Text section ::

To further compare the performance of the five models across different fault severity labels, the
F1 scores and overall test accuracy for each model based on the precision and recall from the confusion matrices in the test dataset are calculated. The comparison results are shown in
Table 6. From the table, it can be seen that while the four improved ITSC fault diagnosis models show varying degrees of improvement in the overall test accuracy compared to the CNN model, the
F1 scores for different fault severity labels reveal mixed performances among the five models. The four improved models exhibit clear advantages in labels associated with lighter fault degrees, showing significant increases in
F1 scores. Among the 17 different fault classifications, the proposed models achieved the highest scores in 12 of the fault categories, demonstrating the best performance.

Dataset records
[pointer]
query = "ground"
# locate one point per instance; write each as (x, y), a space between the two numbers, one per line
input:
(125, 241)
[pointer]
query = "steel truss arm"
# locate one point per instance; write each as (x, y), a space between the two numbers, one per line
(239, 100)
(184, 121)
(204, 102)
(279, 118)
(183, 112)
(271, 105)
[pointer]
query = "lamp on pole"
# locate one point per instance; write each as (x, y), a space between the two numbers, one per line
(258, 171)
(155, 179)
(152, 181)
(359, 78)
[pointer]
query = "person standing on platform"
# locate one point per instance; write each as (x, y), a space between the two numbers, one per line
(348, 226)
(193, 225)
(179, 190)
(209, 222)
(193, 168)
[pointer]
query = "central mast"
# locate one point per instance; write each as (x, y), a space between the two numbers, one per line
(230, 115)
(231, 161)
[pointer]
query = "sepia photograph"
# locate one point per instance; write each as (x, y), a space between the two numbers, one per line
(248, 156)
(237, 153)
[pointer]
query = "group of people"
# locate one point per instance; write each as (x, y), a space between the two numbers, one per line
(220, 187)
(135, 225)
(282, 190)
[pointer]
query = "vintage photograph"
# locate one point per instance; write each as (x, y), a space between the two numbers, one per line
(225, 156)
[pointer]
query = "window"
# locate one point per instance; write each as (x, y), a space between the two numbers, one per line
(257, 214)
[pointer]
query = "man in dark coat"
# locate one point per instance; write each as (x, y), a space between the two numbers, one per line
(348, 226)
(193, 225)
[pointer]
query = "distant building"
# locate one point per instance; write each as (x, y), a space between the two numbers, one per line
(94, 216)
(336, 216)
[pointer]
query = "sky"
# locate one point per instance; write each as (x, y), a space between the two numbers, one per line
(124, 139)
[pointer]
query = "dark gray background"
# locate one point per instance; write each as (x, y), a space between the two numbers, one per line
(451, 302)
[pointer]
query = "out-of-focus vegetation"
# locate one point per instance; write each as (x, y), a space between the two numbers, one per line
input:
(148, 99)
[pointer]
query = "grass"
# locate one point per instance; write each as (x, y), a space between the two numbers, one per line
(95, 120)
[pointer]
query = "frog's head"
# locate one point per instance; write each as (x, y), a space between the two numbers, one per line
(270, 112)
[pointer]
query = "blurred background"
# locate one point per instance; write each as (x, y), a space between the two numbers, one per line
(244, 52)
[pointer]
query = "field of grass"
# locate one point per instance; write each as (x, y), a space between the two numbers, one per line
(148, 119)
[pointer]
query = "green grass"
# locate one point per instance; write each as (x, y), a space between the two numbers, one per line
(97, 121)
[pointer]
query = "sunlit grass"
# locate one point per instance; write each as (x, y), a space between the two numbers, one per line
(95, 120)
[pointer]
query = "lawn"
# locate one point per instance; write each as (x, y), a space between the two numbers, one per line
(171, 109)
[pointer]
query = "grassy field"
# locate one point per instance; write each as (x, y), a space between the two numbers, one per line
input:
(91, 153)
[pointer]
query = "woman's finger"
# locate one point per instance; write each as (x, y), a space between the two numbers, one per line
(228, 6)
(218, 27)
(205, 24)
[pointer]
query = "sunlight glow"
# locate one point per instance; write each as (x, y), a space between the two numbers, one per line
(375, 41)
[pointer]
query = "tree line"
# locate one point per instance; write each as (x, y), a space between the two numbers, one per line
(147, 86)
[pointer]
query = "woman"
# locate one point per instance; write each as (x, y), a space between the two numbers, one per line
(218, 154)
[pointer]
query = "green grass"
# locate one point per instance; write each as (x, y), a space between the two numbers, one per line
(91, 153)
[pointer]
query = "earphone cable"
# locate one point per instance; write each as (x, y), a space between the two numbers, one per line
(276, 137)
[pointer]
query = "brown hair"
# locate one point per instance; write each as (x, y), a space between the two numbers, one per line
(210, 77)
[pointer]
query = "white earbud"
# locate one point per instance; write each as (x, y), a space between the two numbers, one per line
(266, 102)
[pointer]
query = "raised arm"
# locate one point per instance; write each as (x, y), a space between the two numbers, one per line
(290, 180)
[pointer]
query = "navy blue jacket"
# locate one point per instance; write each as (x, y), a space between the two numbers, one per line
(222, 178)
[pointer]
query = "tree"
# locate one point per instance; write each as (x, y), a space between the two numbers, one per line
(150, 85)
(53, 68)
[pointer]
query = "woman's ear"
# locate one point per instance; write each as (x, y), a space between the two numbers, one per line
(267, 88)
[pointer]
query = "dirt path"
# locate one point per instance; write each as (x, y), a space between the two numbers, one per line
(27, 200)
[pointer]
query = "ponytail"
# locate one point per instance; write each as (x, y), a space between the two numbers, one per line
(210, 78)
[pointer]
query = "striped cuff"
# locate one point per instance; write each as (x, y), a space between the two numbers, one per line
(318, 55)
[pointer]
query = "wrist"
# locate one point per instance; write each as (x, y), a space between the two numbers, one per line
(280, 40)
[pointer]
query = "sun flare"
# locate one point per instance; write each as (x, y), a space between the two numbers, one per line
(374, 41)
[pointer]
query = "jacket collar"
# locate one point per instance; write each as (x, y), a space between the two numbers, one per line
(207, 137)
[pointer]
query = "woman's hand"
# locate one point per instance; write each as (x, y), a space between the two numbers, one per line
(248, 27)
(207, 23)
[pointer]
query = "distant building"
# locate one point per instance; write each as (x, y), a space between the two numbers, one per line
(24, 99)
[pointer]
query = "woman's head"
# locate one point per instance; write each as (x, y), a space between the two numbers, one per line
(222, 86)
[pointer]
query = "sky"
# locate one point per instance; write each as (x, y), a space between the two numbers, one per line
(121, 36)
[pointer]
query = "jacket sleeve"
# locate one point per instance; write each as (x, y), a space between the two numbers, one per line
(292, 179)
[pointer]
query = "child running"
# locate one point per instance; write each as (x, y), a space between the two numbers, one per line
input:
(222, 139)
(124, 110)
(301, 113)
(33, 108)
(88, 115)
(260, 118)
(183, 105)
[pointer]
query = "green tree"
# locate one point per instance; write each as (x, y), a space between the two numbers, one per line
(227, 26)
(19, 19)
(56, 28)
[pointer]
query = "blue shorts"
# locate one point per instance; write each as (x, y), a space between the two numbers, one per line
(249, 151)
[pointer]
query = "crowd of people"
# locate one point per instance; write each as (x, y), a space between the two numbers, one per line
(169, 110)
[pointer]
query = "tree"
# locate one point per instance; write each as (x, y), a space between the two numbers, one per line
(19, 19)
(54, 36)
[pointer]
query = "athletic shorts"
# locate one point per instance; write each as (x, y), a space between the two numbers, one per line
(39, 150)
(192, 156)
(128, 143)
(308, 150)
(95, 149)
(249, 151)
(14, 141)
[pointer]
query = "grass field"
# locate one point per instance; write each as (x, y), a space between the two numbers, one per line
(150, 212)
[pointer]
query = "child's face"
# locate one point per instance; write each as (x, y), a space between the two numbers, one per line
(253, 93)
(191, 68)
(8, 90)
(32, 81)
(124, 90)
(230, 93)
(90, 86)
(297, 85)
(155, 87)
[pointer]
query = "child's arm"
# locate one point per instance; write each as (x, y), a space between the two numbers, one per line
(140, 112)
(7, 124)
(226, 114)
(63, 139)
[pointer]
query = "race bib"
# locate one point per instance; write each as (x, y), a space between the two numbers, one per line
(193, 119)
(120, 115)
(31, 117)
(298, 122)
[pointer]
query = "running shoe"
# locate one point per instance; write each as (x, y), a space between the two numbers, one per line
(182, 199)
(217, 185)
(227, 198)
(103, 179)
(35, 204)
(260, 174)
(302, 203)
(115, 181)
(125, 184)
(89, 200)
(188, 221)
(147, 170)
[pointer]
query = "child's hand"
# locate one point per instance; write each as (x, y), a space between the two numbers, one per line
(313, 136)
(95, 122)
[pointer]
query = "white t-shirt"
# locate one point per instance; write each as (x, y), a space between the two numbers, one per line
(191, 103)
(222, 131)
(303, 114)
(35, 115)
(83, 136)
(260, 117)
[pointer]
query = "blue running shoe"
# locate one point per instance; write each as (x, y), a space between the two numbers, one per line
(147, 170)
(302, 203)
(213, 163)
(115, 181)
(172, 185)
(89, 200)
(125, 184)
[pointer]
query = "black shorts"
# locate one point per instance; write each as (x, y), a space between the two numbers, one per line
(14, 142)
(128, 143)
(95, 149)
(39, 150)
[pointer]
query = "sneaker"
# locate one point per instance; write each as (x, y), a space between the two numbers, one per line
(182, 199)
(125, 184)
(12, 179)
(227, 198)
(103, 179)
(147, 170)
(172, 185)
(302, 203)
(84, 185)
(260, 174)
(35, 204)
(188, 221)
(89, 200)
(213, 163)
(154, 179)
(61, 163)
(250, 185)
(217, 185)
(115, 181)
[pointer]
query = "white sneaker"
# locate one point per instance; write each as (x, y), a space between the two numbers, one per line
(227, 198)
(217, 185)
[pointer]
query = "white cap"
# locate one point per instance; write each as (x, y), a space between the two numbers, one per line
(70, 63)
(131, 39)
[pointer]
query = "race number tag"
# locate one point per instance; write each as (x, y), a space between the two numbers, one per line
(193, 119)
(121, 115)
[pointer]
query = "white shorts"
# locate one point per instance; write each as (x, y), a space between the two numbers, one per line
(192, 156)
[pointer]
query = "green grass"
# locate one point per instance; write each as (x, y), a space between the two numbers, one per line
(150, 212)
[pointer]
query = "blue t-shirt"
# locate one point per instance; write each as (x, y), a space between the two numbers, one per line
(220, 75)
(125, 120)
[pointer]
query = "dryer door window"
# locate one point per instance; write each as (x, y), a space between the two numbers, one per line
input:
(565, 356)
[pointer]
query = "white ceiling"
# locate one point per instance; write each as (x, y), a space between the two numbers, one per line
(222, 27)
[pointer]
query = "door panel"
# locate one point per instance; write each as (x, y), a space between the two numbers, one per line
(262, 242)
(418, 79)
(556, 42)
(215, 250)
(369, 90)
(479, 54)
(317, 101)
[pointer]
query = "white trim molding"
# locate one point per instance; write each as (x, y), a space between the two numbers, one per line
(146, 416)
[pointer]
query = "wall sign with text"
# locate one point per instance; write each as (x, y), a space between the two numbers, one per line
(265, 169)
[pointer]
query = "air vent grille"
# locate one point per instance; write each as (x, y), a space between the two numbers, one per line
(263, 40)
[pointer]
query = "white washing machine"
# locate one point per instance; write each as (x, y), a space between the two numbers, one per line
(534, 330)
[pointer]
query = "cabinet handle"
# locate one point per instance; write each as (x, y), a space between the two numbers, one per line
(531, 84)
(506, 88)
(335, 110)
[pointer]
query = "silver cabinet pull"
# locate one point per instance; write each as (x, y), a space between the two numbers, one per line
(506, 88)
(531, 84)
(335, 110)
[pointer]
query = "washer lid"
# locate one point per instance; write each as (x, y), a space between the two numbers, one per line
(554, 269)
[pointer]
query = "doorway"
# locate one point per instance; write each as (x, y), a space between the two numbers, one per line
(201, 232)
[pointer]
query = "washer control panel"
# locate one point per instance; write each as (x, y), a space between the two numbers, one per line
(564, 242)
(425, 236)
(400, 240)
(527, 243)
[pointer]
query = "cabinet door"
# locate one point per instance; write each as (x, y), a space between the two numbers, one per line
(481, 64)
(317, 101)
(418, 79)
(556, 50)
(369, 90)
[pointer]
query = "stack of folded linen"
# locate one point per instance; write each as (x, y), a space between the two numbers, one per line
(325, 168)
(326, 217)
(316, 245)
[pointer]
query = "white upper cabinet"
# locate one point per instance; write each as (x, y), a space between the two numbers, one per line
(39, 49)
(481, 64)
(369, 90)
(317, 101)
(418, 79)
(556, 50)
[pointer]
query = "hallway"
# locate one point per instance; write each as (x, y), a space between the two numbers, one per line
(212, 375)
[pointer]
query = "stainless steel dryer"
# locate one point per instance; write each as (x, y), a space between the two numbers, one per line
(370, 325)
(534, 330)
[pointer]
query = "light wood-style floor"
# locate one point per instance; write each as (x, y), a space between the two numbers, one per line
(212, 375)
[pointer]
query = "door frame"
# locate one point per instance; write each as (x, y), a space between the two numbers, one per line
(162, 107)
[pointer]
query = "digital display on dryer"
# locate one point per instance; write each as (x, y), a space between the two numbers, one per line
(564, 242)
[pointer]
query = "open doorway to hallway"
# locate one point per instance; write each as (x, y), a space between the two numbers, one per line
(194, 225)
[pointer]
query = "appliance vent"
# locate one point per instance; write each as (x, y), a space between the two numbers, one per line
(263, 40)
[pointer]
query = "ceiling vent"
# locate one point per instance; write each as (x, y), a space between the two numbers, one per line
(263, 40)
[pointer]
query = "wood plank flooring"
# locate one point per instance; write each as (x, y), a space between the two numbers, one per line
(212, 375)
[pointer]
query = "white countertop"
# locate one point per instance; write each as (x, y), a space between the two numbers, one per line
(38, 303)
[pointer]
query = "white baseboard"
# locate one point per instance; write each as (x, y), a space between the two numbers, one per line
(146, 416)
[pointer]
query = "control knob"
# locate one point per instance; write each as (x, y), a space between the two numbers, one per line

Work to complete ::
**A)** Answer these questions using the fault diagnosis passage:
(i) Which table shows the comparison results?
(ii) The four improved ITSC fault diagnosis models improve overall test accuracy compared to which model?
(iii) Among how many fault classifications did the proposed models achieve the highest scores, and in how many of them?
**B)** Transcribe the fault diagnosis passage between "To further compare" and "the best performance.", inclusive.
**C)** Write the next part of the fault diagnosis passage, starting after its last sentence.
These lines are separate material and not part of the fault diagnosis passage.

Answer section ::
**A)**
(i) Table 6.
(ii) The CNN model.
(iii) Among 17 fault classifications, in 12 of them.

**B)**
To further compare the performance of the five models across different fault severity labels, the
F1 scores and overall test accuracy for each model based on the precision and recall from the confusion matrices in the test dataset are calculated. The comparison results are shown in
Table 6. From the table, it can be seen that while the four improved ITSC fault diagnosis models show varying degrees of improvement in the overall test accuracy compared to the CNN model, the
F1 scores for different fault severity labels reveal mixed performances among the five models. The four improved models exhibit clear advantages in labels associated with lighter fault degrees, showing significant increases in
F1 scores. Among the 17 different fault classifications, the proposed models achieved the highest scores in 12 of the fault categories, demonstrating the best performance.

**C)**
To reduce the impact of randomness, the diagnostic results from five repeated experiments were averaged, and the standard deviation of the results for each experiment was calculated. Additionally, the time taken by the model to recognize the test set in each experiment was recorded, and the average recognition time per data slice was computed, as shown in
Table 7. From
Table 7, it can be seen that the proposed model not only achieves the highest average accuracy of 98.20% but also has the smallest standard deviation of 0.105%, indicating both good accuracy and stability. The complexity of the deep learning model is represented by the total number of adjustable parameters, including weights and biases, as shown in
Table 7. It is evident from the table that each improvement measure added to the model increases its complexity. The proposed model, incorporating the most improvements, has the highest complexity. The average recognition time of the model reflects its data processing speed. From the table, it can be seen that the proposed model has the longest average recognition time, reaching 1.14 ms, but this is still much smaller than the 0.2 s sampling time per data slice, meaning the model can meet the required time for data processing.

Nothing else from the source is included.